-- Document passage --

----------------------------------------

In 1981, Johnson lost his starting role to Casey Merrill as the Packers had changed to a 3–4 defensive scheme, and decided instead to use Johnson exclusively for pass rushing situations. It was a decision which confused the local media as Johnson had been the starter since 1978. Merrill, who was released by the Cincinnati Bengals and claimed off waivers by the Packers, was considered by the team as the better, more consistent interior lineman against the run. The Packers claimed Johnson lost his job because of his lack of "size" and low upside. However, during the preseason, many people within the Packers organization "questioned" Johnson's desire to play and his attitude, an allegation Johnson quickly denied. He also was fined by Starr an unknown amount of money for almost missing a team flight to New York after celebrating his birthday the previous night, misplacing his car keys. He only started three games that season.

By 1982, Johnson regained his starting job over Merrill. Defensive coordinator John Meyer stated that Johnson was "playing his best football" since his breakout 1978 season. Johnson stated that "eating his mother's cooking" and being "healthy" were the main reasons for his improvement. He signed a three-year contract with the Packers at $450,000 a year. It led to a lawsuit against his former agency Bradcor Sports Servicing, who claimed that he never gave the agency their commission. He had an official career best of 14.5 quarterback sacks in 1983 along with 107 tackles, a team record by a defensive lineman in a single season.

----------------------------------------

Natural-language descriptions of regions
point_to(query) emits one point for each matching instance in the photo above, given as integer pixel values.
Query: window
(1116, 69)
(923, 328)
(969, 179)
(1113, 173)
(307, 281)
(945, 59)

----------------------------------------

-- Task goal --
In the passage on Johnson's Packers career, rewrite the part between "By 1982, Johnson" and "a single season.", inclusive, with "$450,000" changed to "$500,000". The records have nothing to do with this.

-- Exercise answer --
By 1982, Johnson regained his starting job over Merrill. Defensive coordinator John Meyer stated that Johnson was "playing his best football" since his breakout 1978 season. Johnson stated that "eating his mother's cooking" and being "healthy" were the main reasons for his improvement. He signed a three-year contract with the Packers at $500,000 a year. It led to a lawsuit against his former agency Bradcor Sports Servicing, who claimed that he never gave the agency their commission. He had an official career best of 14.5 quarterback sacks in 1983 along with 107 tackles, a team record by a defensive lineman in a single season.